* Begin READING TEXT *
Those of you who have followed me from the other blog will remember my Story Games -- story generation exercises inspired by Erle Stanley Gardner's "plot wheels," which he used to speed up writing his pulp fiction.
I was quite happy with some of the games I came up with, which generated situations and character relationships, but I never did quite come up with a plot game.
Modern cozy mysteries are like this. The series tends to be about an enjoyable place and people. Sometimes it's the amusing dramas of the detective's everyday life, sometimes it's an interesting hobby or setting. And people read these kinds of books for this front story -- they read cat mysteries because they love cats, and follow a particular detective because they enjoy hanging around with her or her friends.
The mystery and murder plot is just a puzzle to hang this front story on. Of course it must be diverting, but as with those TV cop shows, it can't be too difficult, because that not why people watch. Plus with cozies, the puzzles tend to be simpler because, unlike with the older cozies written by the likes of Agatha Christie, there can't be any truly shocking twists.
I usually prefer those Christie-esque msyteries that twist and tangle, and mix in a little more dark side, but just now I'm in the mood to write some of those modern type cozies. I realize that my current obsession with urban homesteading would feed perfectly into such a series.
So I started thinking about a plot structure I've noticed in those TV shows. While it is most suited for police procedurals, I wonder if i could make it work for the amateur sleuth?
Plot Structure of Castle and NCIS:
Act 1: We start with a bunch of front story stuff with the series characters, and a body. After talking to a few witnesses, we get a lead and the obvious suspect. But at the end of the act, the suspect is ruled out; something changes the direction of the story.
Act 2: That change of direction leads to a new set of witnesses, and a second suspect. At the end of that act, that suspect is ruled out.
Act 3: repeat act 2 with new witnesses and characters.
Act 4: we are led back to someone we've already met, and the truth.
* End READING TEXT *
* Begin DATA SEGMENT *
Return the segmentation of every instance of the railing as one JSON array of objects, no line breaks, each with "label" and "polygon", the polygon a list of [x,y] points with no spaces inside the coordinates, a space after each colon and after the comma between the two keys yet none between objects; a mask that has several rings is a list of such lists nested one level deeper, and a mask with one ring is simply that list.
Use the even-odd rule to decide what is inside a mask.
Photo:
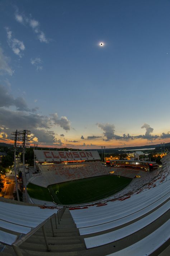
* End DATA SEGMENT *
▶ _PROBLEMS TO WORK ON_
[1] Answer these from the post on cozy mysteries:
(a) Whose "plot wheels" inspired the Story Games?
(b) Which two TV shows' plot structure does the post lay out?
(c) In Act 4, to whom are we led back?
[2] Copy word for word the passage of the post on cozy mysteries from "Those of you" up to and including "his pulp fiction.".

▶ _SOLUTIONS TO EACH TASK_
[1]
(a) Erle Stanley Gardner's.
(b) Castle and NCIS.
(c) Someone we've already met.

[2]
Those of you who have followed me from the other blog will remember my Story Games -- story generation exercises inspired by Erle Stanley Gardner's "plot wheels," which he used to speed up writing his pulp fiction.